[Stored records]

::::::::::

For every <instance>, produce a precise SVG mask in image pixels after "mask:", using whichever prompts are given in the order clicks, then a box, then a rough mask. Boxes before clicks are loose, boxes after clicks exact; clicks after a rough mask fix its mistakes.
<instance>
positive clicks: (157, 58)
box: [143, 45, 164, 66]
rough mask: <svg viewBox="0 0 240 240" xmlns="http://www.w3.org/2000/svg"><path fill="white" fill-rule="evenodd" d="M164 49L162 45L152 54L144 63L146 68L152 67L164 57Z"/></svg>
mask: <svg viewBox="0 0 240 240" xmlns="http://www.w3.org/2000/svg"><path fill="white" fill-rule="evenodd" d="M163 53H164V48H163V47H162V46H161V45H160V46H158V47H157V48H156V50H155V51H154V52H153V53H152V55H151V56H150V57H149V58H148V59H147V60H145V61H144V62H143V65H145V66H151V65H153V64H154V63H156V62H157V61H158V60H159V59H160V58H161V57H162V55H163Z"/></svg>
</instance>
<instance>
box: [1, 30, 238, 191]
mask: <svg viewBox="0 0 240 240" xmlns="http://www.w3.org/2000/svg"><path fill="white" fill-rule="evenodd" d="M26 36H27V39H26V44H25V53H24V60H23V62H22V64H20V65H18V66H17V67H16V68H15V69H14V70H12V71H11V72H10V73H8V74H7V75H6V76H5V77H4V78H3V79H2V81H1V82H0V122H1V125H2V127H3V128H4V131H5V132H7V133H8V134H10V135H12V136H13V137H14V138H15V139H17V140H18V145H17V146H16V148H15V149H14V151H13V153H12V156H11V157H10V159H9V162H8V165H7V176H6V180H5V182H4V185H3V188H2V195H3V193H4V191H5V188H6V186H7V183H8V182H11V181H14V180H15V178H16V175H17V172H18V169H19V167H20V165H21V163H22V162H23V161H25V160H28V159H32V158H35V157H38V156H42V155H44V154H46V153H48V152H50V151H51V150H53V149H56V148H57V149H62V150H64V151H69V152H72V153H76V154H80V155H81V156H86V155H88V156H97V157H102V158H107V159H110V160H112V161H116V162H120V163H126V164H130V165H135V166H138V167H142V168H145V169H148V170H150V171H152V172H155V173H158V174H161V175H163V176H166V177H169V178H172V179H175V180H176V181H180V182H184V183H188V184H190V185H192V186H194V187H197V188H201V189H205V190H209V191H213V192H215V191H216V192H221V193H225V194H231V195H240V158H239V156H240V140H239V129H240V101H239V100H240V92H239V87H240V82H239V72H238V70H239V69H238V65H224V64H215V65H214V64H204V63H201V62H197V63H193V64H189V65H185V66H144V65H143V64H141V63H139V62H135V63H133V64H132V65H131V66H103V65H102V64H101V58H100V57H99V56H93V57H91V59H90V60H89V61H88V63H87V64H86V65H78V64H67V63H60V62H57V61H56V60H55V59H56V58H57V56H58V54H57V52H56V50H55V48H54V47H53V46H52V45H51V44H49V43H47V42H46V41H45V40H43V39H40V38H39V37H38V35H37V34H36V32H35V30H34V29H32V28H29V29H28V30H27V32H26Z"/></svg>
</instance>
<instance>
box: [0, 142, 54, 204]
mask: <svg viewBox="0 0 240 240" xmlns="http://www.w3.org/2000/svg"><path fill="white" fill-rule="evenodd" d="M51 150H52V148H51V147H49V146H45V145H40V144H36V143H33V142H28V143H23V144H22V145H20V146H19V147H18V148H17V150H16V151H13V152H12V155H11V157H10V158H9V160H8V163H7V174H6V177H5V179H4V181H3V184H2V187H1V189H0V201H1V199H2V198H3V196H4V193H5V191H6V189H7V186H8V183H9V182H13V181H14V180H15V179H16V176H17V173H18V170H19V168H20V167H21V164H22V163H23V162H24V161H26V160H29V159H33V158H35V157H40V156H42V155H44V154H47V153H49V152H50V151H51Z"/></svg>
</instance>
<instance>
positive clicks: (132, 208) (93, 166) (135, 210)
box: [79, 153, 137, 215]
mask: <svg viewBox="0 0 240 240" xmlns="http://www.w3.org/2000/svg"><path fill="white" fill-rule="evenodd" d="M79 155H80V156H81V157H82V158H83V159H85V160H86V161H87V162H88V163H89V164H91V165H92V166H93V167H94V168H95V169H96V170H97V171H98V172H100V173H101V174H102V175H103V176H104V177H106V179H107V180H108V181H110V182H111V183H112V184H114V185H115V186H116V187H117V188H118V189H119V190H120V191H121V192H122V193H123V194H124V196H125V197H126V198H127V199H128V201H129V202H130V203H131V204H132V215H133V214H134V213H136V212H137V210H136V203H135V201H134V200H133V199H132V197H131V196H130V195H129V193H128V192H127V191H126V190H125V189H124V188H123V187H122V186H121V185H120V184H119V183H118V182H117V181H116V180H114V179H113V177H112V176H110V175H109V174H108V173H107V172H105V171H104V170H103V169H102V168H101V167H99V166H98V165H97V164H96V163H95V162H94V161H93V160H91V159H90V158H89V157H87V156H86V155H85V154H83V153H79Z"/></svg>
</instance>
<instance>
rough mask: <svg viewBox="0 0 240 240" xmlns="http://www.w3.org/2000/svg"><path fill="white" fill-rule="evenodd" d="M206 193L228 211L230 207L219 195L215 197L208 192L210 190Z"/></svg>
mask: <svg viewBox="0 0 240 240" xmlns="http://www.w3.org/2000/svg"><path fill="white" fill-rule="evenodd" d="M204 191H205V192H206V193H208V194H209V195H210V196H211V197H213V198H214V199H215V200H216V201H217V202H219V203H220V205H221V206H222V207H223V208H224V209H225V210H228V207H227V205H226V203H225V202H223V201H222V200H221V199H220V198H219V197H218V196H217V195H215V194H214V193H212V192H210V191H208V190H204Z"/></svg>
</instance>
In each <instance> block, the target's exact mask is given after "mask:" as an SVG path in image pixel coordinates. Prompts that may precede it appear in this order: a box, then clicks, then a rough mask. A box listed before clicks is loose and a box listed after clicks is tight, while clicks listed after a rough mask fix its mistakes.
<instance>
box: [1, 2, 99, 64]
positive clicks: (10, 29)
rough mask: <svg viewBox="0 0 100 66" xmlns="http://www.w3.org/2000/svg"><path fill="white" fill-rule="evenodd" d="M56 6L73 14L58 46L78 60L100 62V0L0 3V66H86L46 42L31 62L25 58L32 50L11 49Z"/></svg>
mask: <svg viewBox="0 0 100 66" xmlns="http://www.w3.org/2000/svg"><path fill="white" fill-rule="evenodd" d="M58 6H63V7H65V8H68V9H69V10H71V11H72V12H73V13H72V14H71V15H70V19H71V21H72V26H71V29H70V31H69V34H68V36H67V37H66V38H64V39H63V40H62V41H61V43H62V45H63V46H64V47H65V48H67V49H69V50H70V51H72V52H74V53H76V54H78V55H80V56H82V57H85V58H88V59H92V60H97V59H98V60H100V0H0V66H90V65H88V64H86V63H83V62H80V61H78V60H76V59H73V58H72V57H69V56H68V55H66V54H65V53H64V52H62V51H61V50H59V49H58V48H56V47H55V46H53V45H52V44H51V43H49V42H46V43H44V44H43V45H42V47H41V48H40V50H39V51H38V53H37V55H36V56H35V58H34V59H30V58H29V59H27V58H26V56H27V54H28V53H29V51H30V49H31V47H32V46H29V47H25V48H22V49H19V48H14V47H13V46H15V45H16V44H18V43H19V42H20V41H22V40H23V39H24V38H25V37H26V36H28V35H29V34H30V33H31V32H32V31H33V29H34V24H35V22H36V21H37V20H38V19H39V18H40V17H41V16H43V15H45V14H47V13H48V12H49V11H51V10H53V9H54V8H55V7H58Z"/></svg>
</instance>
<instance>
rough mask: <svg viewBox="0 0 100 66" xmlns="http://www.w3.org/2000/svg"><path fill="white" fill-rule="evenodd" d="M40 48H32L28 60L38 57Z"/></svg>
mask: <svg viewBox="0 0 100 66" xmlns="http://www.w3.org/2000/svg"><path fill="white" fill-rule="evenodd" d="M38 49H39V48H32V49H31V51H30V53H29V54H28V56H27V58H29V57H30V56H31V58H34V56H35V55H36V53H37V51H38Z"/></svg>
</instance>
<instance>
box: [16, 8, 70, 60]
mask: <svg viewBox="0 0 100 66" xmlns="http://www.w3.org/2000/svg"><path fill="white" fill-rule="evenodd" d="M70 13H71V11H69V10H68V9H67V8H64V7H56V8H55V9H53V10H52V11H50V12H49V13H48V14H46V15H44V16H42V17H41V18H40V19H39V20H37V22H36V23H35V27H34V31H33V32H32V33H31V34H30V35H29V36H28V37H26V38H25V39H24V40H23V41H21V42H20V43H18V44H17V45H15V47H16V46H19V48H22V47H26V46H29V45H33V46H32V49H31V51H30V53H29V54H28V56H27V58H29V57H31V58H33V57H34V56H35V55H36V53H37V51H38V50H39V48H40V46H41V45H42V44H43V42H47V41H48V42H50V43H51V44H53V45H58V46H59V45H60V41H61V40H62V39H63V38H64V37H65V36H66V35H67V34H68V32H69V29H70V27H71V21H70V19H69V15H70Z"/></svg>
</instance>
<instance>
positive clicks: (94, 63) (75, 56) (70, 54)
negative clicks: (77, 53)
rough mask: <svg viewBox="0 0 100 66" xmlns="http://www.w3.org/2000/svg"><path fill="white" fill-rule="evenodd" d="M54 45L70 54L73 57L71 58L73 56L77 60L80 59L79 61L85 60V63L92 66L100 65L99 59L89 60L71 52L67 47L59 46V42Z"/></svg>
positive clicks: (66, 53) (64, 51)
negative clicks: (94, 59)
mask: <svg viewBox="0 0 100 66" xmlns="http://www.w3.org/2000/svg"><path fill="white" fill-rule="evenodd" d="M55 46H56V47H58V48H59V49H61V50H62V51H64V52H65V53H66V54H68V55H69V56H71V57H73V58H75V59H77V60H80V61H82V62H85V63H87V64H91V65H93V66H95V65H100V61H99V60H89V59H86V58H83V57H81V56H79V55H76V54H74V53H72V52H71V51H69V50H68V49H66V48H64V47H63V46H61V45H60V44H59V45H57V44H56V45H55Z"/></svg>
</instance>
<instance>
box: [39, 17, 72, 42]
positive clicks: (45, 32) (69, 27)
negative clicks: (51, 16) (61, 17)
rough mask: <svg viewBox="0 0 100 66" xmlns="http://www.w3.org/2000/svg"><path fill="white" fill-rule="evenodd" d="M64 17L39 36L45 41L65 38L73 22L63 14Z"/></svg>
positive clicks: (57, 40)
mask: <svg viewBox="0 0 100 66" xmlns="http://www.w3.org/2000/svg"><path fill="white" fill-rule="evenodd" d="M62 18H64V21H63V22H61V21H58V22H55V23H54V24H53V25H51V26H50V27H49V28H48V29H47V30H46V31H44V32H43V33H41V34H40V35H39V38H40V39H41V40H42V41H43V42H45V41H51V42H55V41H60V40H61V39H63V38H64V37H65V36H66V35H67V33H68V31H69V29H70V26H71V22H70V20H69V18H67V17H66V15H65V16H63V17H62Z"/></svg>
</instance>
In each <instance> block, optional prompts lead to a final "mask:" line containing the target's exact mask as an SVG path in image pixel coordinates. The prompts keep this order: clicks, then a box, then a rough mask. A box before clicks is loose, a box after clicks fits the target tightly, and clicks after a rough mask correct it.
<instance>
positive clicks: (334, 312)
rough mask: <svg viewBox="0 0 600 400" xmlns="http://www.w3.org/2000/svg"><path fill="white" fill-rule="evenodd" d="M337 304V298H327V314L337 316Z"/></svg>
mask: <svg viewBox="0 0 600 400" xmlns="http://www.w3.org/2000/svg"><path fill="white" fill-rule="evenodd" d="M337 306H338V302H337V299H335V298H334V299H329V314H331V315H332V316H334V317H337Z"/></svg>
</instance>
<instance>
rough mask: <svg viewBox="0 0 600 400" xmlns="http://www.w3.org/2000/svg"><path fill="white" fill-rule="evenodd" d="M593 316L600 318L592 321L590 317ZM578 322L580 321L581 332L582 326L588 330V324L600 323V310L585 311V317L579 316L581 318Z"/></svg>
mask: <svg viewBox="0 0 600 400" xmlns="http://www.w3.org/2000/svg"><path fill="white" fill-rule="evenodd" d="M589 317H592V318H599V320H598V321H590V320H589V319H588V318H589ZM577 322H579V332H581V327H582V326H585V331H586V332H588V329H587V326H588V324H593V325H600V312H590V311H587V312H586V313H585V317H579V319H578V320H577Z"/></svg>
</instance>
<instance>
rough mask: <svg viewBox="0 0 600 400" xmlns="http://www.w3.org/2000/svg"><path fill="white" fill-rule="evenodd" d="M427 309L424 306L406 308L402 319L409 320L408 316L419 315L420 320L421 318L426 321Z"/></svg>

::::::::::

The word "given": say how many lines of the records hold it, and give nothing but the number.

2